Problems:
**A.** In the review of The Bad Plus album Never Stop, what sets this record apart from the band's earlier albums?
**B.** Resume the review of The Bad Plus album Never Stop, starting right after its last sentence.

* start Excerpted text *

Monday, April 04, 2011

The Bad Plus - NYC Jazz Record



The Bad Plus - Never Stop

Pianist Ethan Iverson, bassist Reid Anderson and
drummer Dave King have been performing as The Bad
Plus for over ten years. Although each is now waistdeep
in their own projects, they have stuck together
without a lineup change, building a rapport that is
almost unmatched in sheer playing hours logged as a
band.

Although this is their eighth album it is the first to
consist entirely of originals - suitable considering their
last record For All I Care consisted entirely of covers,
after mixing the two liberally in earlier releases. Their
previous compositions have always been complicated
beasts that twist and turn without notice and make full
use of their instruments’ potential. This record is no
different.

* end Excerpted text *
* start Provided information *

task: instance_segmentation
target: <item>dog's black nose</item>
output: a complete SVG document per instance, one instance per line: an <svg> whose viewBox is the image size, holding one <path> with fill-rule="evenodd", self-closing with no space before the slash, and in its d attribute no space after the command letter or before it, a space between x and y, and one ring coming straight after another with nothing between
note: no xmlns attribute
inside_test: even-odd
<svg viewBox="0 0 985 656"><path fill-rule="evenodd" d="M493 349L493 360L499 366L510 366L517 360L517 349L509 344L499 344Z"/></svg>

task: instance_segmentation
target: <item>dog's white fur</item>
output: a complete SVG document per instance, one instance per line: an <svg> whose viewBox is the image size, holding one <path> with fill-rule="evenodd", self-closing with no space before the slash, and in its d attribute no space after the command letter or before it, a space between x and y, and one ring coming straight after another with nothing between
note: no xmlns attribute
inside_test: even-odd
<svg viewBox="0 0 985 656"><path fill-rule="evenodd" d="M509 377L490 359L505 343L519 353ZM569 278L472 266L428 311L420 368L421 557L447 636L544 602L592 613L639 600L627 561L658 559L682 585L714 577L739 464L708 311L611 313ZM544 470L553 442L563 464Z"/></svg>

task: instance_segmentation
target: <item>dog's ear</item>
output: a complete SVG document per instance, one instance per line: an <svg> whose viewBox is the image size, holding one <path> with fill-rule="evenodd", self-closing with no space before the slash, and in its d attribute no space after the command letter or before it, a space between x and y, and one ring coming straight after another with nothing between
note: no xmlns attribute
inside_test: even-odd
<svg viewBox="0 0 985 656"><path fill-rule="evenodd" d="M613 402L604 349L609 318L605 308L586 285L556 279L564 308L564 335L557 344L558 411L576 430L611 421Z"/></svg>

* end Provided information *

The replies:
**A.** It is the first of their albums made up entirely of original pieces.

**B.**
“The Radio Tower Has a Beating Heart” opens the
album with a cacophonous rattle, which veers wildly
through shimmering levels of noise - at times it sounds
like the band may be playing with axes rather than
their arms - before finding a pneumatic pulse courtesy
of Anderson’s bass. The title track is almost straight
pop with a minimalist quarter-note piano line that
slowly turns over on itself until some disco hi-hat
relieves it of its metronomic universe. Head-turning
bass and piano unisons, something of a specialty with
these guys, boil under Iverson’s right hand on “You
Are” and the pummeling “My Friend Metatron” with
impressive precision.

Midway through the record “People Like You”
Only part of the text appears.